- [TASK DESCRIPTION]
Would you return the records below character for character, without any images?
====
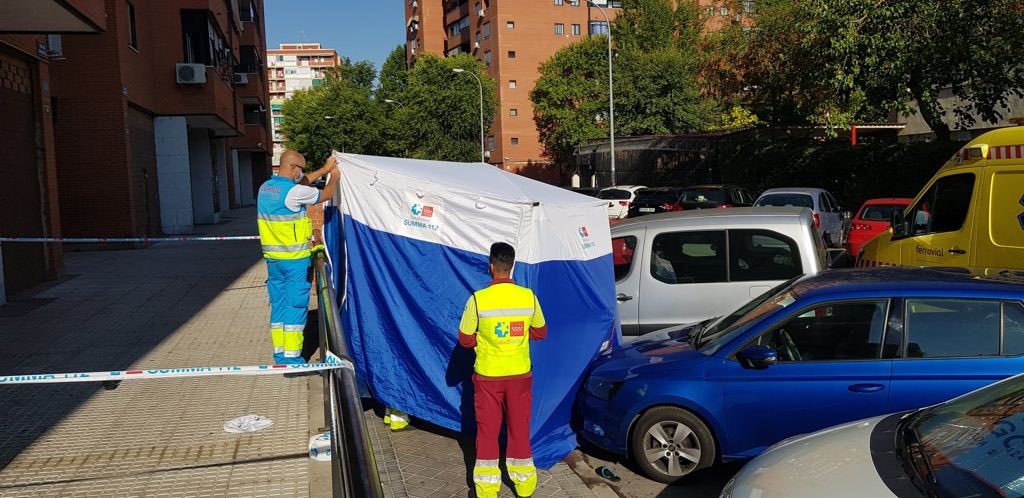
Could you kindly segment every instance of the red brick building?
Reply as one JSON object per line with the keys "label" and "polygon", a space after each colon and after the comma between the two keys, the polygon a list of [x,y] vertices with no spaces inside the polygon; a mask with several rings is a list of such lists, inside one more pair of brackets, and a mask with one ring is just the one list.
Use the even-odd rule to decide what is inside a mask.
{"label": "red brick building", "polygon": [[106,0],[52,62],[68,236],[189,233],[269,174],[263,3]]}
{"label": "red brick building", "polygon": [[[253,204],[265,38],[262,0],[0,3],[0,235],[188,233]],[[0,297],[61,271],[57,245],[2,251]]]}
{"label": "red brick building", "polygon": [[[0,235],[61,234],[45,33],[97,33],[105,25],[103,0],[0,3]],[[2,244],[0,304],[62,268],[59,245]]]}

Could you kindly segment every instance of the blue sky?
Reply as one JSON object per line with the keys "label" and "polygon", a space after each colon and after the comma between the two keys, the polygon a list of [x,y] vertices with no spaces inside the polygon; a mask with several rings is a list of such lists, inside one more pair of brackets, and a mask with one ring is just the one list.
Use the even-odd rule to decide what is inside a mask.
{"label": "blue sky", "polygon": [[[405,40],[403,0],[264,0],[267,48],[320,43],[377,69]],[[303,38],[305,36],[305,38]]]}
====
- [RESULT OF THIS TASK]
Could you kindly segment every instance of the red brick building?
Reply as one JSON object per line with the keys "label" and "polygon", a space after each colon and after the comma between the two keys, the polygon a list of [x,y] vertices with no spaces inside the polygon; a mask with several rings is a list of such lists, inside one more pair of brackets, and a mask with one ring is just the one list.
Use the even-odd rule to decide what is inside a mask.
{"label": "red brick building", "polygon": [[106,0],[52,62],[68,236],[189,233],[269,174],[263,3]]}
{"label": "red brick building", "polygon": [[[253,204],[265,38],[262,0],[0,3],[0,235],[188,233]],[[0,297],[61,271],[57,245],[2,251]]]}
{"label": "red brick building", "polygon": [[[0,235],[61,234],[45,33],[97,33],[105,25],[103,0],[0,3]],[[2,244],[0,304],[62,268],[59,245]]]}

Could you kindly segment every instance of the blue sky?
Reply as one JSON object per line with the keys "label" and "polygon", a space after each colon and after the comma between the two keys, the polygon a list of [x,y] vertices with no spaces inside the polygon; a mask with several rings is a list of such lists, inside one more pair of brackets, and a mask with one ring is just the one list.
Use the even-odd rule to decide what is inside a mask.
{"label": "blue sky", "polygon": [[[405,40],[403,0],[264,0],[267,48],[320,43],[377,69]],[[303,38],[305,36],[305,38]]]}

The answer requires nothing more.